Excerpts of pointing data
------------
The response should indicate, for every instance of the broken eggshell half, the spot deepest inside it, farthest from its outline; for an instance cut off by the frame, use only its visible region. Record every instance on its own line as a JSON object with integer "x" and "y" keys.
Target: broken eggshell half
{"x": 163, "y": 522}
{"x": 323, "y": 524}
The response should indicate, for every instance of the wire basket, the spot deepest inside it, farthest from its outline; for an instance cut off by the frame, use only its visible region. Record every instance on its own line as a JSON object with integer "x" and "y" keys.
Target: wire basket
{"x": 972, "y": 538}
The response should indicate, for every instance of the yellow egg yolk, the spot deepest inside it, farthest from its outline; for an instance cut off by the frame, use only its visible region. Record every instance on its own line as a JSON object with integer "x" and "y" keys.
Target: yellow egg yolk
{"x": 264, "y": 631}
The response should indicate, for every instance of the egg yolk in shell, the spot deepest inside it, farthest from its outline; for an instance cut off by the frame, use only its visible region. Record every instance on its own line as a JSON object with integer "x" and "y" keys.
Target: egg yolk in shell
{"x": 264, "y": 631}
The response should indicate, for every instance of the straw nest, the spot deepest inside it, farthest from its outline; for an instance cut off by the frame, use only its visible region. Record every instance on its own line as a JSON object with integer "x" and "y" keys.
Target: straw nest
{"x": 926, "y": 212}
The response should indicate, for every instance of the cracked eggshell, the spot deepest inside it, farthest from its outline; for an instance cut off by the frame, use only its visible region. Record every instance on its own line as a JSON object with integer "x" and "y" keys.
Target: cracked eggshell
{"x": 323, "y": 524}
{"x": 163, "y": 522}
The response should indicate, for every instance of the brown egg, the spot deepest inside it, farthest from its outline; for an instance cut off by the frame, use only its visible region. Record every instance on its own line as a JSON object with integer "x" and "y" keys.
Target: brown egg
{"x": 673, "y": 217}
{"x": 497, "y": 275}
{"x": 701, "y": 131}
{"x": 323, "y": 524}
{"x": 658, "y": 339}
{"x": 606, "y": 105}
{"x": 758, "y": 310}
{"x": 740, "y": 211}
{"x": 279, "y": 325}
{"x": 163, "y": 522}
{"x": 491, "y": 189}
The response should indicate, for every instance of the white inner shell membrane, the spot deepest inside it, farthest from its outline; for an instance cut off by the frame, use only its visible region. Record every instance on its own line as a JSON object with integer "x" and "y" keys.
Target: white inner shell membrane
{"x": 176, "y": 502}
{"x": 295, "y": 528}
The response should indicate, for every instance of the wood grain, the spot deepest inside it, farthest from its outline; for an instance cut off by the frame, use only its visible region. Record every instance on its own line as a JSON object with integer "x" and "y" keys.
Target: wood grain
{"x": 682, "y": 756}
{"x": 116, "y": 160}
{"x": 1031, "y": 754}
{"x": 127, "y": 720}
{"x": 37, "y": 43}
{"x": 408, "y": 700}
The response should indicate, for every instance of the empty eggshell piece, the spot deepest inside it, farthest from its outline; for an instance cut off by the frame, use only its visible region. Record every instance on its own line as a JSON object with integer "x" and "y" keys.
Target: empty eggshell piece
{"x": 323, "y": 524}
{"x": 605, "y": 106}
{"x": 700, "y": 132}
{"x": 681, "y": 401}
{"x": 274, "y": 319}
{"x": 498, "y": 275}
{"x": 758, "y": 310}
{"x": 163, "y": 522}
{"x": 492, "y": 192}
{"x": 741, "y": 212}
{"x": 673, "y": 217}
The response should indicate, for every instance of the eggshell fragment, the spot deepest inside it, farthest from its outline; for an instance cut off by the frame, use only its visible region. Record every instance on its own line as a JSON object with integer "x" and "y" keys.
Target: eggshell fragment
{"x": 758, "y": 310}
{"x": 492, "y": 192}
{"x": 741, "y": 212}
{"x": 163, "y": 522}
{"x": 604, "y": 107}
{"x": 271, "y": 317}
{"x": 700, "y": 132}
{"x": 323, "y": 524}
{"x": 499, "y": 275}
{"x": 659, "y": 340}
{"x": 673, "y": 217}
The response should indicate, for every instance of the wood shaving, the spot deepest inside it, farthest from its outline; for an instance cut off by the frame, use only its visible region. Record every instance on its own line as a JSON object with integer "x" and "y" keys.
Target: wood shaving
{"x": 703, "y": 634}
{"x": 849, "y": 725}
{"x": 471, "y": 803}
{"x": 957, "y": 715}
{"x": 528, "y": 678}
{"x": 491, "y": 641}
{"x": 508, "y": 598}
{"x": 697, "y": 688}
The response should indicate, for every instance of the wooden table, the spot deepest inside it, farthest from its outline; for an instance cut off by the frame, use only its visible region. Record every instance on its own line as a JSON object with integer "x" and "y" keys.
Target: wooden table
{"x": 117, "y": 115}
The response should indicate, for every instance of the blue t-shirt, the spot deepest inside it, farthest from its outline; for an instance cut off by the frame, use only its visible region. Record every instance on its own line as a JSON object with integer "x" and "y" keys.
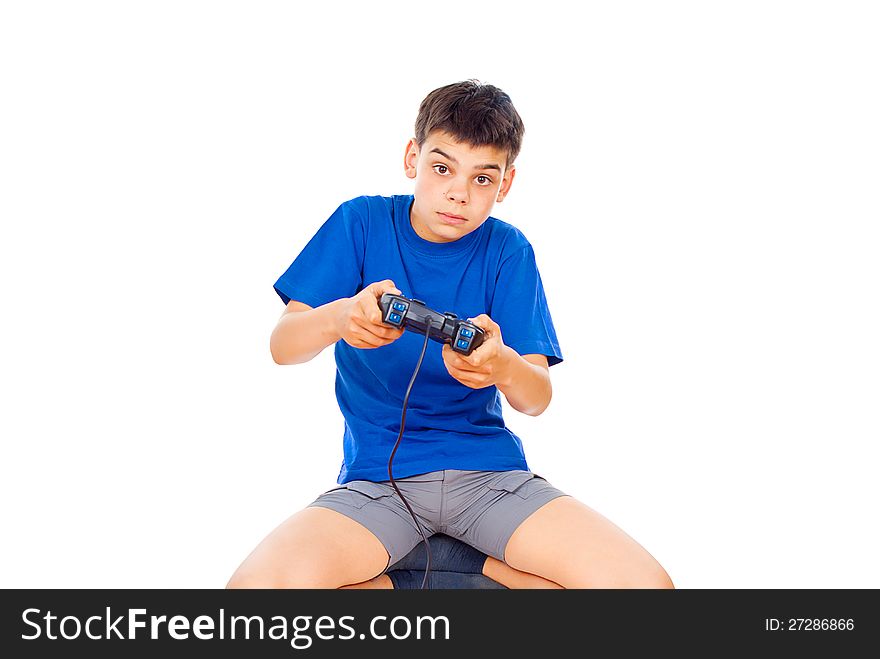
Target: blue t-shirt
{"x": 448, "y": 425}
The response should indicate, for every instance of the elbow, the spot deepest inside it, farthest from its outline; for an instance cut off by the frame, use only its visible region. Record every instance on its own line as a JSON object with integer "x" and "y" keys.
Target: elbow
{"x": 276, "y": 353}
{"x": 538, "y": 410}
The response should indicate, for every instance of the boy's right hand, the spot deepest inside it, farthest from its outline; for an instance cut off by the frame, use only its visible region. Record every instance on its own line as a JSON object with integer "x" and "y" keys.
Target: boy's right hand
{"x": 359, "y": 322}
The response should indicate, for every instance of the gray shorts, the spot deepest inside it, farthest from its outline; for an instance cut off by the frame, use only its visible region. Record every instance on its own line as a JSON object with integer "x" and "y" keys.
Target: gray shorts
{"x": 481, "y": 508}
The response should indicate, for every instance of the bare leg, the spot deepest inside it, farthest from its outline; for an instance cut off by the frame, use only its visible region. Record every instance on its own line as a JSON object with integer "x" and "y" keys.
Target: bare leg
{"x": 514, "y": 579}
{"x": 382, "y": 582}
{"x": 576, "y": 547}
{"x": 314, "y": 548}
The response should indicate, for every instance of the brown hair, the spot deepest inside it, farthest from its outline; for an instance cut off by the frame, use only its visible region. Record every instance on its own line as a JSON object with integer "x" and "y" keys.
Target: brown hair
{"x": 474, "y": 113}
------------
▶ _PROBLEM_: Rewrite all of the items above, replacing "instance" with "occurrence" wherever it appears and leaving everything else unchanged. Leave the pictures out of your answer.

▶ _THE COMPLETED TASK_:
The response should indicate, for every occurrence of the broken eggshell half, the spot deepest inside it, farthest from its outline; for an occurrence cut off by the frame, use only its visible region. Record every occurrence on its own line as a JSON object with integer "x" and "y" keys.
Target: broken eggshell half
{"x": 163, "y": 522}
{"x": 323, "y": 524}
The response should indicate, for every occurrence of the wire basket, the spot deepest inside it, farthest from its outline; for an occurrence cut off by the frame, use only its visible region. Record every occurrence on its own line as a JSON object with integer "x" and "y" keys.
Target: wire basket
{"x": 972, "y": 538}
The response should indicate, for every occurrence of the yellow egg yolk, the spot deepest inside it, farthest from its outline; for an occurrence cut off by the frame, use only its visible region. Record every occurrence on its own line as a JSON object with integer "x" and "y" keys.
Target: yellow egg yolk
{"x": 264, "y": 631}
The response should indicate, for every occurrence of the egg yolk in shell, the spot deepest inside it, farthest from its outline; for an occurrence cut off by the frame, use only its visible region. Record every occurrence on its own line as a JSON object with integer "x" and "y" keys.
Target: egg yolk in shell
{"x": 264, "y": 631}
The response should indicate, for every occurrence of the straw nest, the spot deepest inside it, farthest from its outline; for an occurrence cut off by the frame, use only its visible region. Record every occurrence on its own line as a JSON object with integer "x" and "y" keys.
Target: straw nest
{"x": 926, "y": 212}
The response should indicate, for every occurrence of the cracked eggshell, the spot deepest inside it, farthest from its outline; for an occurrence cut off by the frame, use only its visible region. Record every occurrence on its own line as a JSON object with integer "x" and "y" keys.
Target: cracked eggshell
{"x": 323, "y": 524}
{"x": 163, "y": 522}
The response should indicate, for every occurrence of the brown egg, the spot deepest inside it, farthest from its outline; for an occurrence cut off by the frame, use only its visible region. Record every occurrence on its own line as a JSON object with integer "x" and "y" keys.
Target: brown egg
{"x": 673, "y": 217}
{"x": 497, "y": 275}
{"x": 701, "y": 131}
{"x": 323, "y": 524}
{"x": 658, "y": 339}
{"x": 606, "y": 105}
{"x": 758, "y": 310}
{"x": 740, "y": 211}
{"x": 279, "y": 325}
{"x": 163, "y": 522}
{"x": 491, "y": 189}
The response should indicate, for every occurrence of the white inner shell membrane, the spot deepest inside it, farthest from its outline; for an occurrence cut off by the frame, use only its visible region. Record every occurrence on its own line as a JSON object with integer "x" and "y" keys.
Target: white inner shell membrane
{"x": 176, "y": 502}
{"x": 295, "y": 528}
The response should indicate, for every occurrence of the wood grain, the spot deepest inside it, farthest from its outline; for an occurrence cut off by the frame, use only its visible region. Record every occurrence on its own line as a JSON object with integer "x" and "y" keys.
Target: wood grain
{"x": 682, "y": 756}
{"x": 116, "y": 160}
{"x": 1031, "y": 754}
{"x": 127, "y": 720}
{"x": 37, "y": 43}
{"x": 408, "y": 700}
The response should indicate, for every occurrence of the empty eggshell piece, the spot deepest inside it, farthest from its outline; for an occurrence cut off by the frame, use only its visible region. Record every occurrence on its own line as a JSON object with integer "x" and "y" keys.
Target: empty eggshell piece
{"x": 323, "y": 524}
{"x": 605, "y": 106}
{"x": 700, "y": 132}
{"x": 681, "y": 401}
{"x": 274, "y": 319}
{"x": 498, "y": 275}
{"x": 758, "y": 310}
{"x": 163, "y": 522}
{"x": 492, "y": 192}
{"x": 741, "y": 212}
{"x": 673, "y": 217}
The response should indicate, for every occurrence of the eggshell fragment, the spot deepest inside it, farthest from its outline; for an occurrence cut off by the frame, use only its visible region. Record every occurrence on its own line as a JSON object with integer "x" and "y" keys.
Target: eggshell fragment
{"x": 758, "y": 310}
{"x": 492, "y": 192}
{"x": 741, "y": 212}
{"x": 163, "y": 522}
{"x": 604, "y": 107}
{"x": 271, "y": 317}
{"x": 700, "y": 132}
{"x": 323, "y": 524}
{"x": 499, "y": 275}
{"x": 659, "y": 340}
{"x": 673, "y": 217}
The response should indicate, for every occurrence of the wood shaving, the spot deepest inside it, farthest from its outline; for an occurrence cut off by the frame, use only its visible region. Record every occurrence on its own line as a JSON object with integer "x" and "y" keys.
Target: wood shaving
{"x": 703, "y": 634}
{"x": 849, "y": 725}
{"x": 471, "y": 803}
{"x": 957, "y": 715}
{"x": 528, "y": 678}
{"x": 491, "y": 641}
{"x": 508, "y": 598}
{"x": 697, "y": 688}
The response should indicate, for every occurrence of the wooden table, the spot deepest inside it, farthest from its outline; for an occurrence cut off by the frame, use only its visible region. Record every occurrence on its own line as a JSON object with integer "x" and "y" keys.
Target: wooden table
{"x": 117, "y": 115}
The response should indicate, for every occurrence of the blue t-shirt, the spot deepest inside it, farthest from its outline; for an occurrence cut off by the frame, use only its visible region. Record every occurrence on its own line as a JSON object with integer "x" and "y" keys.
Target: blue t-shirt
{"x": 448, "y": 425}
The response should indicate, for every occurrence of the elbow, the spot deepest inside it, farthest from its outline; for an occurrence cut off by the frame, use only its visible region. Record every occurrence on its own line as a JSON object with integer "x" and "y" keys.
Target: elbow
{"x": 276, "y": 353}
{"x": 538, "y": 410}
The response should indicate, for every occurrence of the boy's right hand, the spot deepest inside it, farthest from its outline; for an occurrence cut off by the frame, use only its visible region. Record every occurrence on its own line as a JSON object with integer "x" and "y" keys.
Target: boy's right hand
{"x": 359, "y": 322}
The response should indicate, for every occurrence of the gray shorts, the spot deepest inside it, farthest from its outline; for an occurrence cut off by the frame, use only its visible region. Record every occurrence on its own line as a JSON object with integer "x" and "y" keys.
Target: gray shorts
{"x": 481, "y": 508}
The response should indicate, for every occurrence of the bare leg, the spot deepest inside it, farthest from its outline; for an occurrence cut off by the frame, use only its visible region. Record every occurrence on its own line as a JSON object with integer "x" and "y" keys.
Target: bare leg
{"x": 514, "y": 579}
{"x": 382, "y": 582}
{"x": 576, "y": 547}
{"x": 314, "y": 548}
The response should indicate, for every occurrence of the brown hair, the spot deepest inside it, farthest from its outline; for an occurrence cut off by the frame, use only its visible region. Record every occurrence on its own line as a JSON object with integer "x" and "y" keys.
Target: brown hair
{"x": 474, "y": 113}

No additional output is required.